## Provided records
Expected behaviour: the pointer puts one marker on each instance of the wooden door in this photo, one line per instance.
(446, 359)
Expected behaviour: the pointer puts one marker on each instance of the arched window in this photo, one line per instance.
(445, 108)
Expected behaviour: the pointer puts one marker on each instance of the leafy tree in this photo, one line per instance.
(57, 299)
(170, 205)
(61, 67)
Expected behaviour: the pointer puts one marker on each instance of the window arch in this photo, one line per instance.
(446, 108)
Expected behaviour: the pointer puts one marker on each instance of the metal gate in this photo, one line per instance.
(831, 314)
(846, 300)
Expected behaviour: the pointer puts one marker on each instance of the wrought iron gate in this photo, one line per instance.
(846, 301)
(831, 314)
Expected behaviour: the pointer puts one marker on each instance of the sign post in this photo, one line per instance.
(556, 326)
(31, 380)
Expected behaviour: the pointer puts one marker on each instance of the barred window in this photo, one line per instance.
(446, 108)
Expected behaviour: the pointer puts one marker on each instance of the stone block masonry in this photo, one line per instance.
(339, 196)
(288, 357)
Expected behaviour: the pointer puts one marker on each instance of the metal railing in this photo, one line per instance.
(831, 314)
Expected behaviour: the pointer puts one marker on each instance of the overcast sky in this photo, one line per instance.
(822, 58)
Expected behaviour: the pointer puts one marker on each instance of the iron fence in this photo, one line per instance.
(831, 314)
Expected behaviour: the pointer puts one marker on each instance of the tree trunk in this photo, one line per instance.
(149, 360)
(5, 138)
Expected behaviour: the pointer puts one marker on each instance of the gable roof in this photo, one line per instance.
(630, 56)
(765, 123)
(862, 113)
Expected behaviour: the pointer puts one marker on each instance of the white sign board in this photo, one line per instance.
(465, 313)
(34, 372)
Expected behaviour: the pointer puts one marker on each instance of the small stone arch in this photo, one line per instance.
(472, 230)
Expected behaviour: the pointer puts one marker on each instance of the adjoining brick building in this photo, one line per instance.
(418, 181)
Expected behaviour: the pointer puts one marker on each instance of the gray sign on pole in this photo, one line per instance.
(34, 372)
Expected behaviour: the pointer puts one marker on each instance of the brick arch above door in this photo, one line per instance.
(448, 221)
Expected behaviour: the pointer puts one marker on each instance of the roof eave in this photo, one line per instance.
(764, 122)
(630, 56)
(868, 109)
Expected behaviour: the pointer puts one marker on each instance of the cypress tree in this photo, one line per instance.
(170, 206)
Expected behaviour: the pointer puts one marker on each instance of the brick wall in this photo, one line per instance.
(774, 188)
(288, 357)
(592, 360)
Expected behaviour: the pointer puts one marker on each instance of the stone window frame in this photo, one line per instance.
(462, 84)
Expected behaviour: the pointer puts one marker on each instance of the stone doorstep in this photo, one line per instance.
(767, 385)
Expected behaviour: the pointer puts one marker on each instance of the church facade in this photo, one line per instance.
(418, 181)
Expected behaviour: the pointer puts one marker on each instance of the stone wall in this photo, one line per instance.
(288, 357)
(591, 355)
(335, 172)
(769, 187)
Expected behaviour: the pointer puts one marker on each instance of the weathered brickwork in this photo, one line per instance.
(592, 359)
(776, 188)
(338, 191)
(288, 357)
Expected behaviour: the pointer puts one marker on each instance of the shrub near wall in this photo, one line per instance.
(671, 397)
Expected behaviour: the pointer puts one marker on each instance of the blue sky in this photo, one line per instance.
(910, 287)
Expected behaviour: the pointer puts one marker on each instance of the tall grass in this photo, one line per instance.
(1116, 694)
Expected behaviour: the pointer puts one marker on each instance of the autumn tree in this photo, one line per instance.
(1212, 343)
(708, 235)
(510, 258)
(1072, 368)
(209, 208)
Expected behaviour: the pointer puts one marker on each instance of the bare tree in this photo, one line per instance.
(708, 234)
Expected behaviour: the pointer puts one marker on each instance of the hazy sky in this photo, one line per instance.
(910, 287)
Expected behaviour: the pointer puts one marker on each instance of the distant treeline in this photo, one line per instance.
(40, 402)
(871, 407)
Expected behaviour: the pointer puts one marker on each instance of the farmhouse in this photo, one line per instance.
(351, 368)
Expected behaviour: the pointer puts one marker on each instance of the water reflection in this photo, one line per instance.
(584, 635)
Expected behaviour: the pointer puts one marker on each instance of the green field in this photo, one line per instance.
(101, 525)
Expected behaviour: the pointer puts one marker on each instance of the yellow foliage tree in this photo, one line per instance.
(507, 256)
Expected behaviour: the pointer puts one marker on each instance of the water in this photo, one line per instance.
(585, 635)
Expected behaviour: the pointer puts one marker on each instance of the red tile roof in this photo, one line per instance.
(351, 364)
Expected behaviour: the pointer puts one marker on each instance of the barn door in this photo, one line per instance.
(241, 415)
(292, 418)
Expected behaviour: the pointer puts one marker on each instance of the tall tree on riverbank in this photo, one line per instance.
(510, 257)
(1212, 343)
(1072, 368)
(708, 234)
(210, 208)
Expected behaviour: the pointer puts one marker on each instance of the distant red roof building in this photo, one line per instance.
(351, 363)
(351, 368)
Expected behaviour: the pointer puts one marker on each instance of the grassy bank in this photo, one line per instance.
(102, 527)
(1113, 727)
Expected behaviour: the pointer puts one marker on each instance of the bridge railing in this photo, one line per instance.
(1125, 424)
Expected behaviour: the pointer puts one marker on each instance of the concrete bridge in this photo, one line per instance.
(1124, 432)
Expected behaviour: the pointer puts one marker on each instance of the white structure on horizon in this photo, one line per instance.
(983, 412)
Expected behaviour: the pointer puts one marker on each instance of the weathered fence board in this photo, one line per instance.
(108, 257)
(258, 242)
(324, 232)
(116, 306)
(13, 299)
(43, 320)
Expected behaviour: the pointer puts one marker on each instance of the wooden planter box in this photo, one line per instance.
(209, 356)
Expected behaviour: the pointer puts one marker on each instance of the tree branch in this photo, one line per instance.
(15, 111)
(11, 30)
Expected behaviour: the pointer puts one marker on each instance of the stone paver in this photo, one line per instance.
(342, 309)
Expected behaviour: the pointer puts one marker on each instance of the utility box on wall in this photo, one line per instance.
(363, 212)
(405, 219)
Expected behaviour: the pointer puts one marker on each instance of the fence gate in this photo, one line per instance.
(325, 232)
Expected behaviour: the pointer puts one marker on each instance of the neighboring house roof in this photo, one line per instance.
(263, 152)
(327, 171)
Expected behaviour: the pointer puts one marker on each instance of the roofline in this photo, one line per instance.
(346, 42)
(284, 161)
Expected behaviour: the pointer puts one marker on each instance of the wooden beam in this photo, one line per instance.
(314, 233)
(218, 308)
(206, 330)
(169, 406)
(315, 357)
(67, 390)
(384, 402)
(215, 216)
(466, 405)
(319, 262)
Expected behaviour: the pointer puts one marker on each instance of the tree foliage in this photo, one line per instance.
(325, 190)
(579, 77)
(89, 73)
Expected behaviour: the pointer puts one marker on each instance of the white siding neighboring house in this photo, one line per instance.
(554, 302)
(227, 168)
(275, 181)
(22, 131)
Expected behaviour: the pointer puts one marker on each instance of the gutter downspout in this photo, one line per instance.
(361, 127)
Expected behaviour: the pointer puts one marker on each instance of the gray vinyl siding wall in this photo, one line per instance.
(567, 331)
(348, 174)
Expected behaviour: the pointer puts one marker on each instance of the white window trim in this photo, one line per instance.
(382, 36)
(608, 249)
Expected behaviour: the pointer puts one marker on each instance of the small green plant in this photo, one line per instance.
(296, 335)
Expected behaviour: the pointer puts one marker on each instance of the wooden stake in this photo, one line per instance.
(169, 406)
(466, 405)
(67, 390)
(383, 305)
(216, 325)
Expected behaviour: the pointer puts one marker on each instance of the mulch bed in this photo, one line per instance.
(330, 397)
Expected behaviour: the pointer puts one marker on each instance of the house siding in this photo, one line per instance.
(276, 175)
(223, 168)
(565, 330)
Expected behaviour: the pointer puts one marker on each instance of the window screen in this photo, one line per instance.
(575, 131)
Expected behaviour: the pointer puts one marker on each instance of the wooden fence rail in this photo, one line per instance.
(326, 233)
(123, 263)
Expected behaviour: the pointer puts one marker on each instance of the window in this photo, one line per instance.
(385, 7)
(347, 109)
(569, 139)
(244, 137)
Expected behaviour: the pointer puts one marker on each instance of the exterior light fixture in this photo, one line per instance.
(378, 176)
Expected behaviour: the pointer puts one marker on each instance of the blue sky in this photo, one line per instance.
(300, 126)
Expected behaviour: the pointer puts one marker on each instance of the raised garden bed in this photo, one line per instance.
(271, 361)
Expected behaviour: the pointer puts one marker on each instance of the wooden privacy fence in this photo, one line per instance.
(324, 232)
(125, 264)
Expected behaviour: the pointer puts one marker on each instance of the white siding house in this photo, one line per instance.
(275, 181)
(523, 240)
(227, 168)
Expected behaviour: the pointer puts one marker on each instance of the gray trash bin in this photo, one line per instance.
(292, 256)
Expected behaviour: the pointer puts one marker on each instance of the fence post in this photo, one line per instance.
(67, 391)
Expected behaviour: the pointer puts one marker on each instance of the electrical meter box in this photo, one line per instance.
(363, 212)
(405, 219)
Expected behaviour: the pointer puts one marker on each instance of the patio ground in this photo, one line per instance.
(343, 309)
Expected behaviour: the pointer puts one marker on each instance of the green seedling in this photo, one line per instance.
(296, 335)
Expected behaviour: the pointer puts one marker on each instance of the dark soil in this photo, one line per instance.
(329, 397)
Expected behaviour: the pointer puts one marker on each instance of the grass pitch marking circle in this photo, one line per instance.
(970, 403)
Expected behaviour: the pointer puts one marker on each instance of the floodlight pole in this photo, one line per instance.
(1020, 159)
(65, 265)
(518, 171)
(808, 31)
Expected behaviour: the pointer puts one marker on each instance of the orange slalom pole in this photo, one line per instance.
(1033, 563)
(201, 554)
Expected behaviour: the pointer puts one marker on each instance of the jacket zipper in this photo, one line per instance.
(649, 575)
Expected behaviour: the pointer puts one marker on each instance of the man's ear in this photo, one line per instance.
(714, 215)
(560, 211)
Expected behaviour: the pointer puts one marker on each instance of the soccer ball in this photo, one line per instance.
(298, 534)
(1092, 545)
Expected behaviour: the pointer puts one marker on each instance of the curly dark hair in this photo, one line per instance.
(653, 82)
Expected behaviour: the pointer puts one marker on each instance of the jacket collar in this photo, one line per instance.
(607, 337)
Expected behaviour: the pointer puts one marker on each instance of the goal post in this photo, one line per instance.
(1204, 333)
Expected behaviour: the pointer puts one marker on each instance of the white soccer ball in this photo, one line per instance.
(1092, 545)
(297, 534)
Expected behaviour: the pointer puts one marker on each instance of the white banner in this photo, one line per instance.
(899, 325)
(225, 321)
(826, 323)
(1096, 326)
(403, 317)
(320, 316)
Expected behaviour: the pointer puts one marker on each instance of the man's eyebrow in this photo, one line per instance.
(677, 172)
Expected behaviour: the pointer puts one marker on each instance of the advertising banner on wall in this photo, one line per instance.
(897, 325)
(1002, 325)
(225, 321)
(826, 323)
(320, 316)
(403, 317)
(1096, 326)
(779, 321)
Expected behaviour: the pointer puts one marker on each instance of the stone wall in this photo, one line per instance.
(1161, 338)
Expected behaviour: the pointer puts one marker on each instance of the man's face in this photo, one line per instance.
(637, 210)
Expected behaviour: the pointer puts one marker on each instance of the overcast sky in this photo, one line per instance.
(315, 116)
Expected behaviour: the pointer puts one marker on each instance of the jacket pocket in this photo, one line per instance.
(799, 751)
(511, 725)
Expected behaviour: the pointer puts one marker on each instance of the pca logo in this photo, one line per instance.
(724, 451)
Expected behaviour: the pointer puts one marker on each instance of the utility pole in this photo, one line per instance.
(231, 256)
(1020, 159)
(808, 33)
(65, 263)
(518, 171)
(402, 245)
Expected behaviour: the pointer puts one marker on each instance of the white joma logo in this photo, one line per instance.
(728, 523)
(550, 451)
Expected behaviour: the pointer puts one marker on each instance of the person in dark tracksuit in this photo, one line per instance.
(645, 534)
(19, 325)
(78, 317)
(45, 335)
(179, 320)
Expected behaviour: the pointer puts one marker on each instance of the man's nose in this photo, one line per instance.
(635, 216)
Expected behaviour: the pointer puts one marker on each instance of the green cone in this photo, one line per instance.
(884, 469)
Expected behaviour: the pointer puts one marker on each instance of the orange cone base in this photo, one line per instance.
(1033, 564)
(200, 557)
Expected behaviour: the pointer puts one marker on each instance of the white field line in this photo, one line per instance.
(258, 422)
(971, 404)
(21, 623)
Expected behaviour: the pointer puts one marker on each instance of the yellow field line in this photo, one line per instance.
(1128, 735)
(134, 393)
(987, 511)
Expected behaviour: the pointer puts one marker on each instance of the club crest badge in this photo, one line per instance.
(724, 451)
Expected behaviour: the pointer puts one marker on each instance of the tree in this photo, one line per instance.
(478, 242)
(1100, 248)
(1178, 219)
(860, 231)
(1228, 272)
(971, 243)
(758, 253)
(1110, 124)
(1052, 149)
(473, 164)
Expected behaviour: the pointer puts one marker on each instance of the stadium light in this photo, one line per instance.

## Given problem
Quote, word for word, every line starting at the one that contains "badge in this photo, one line per instance." and ending with the final line of the entries.

## Response
Expected behaviour: the pointer puts one marker on each instance of the club crest badge in this photo, one line per instance.
(724, 451)
Expected behaviour: the pointer puts one marker on each instance of the tree in this photo, one line per instance.
(478, 242)
(1100, 248)
(1178, 219)
(860, 231)
(1228, 272)
(971, 243)
(758, 253)
(1110, 124)
(1052, 149)
(473, 164)
Expected behaviour: the pointer puts one marker on each instance of the stadium light in this photo, one line per instance.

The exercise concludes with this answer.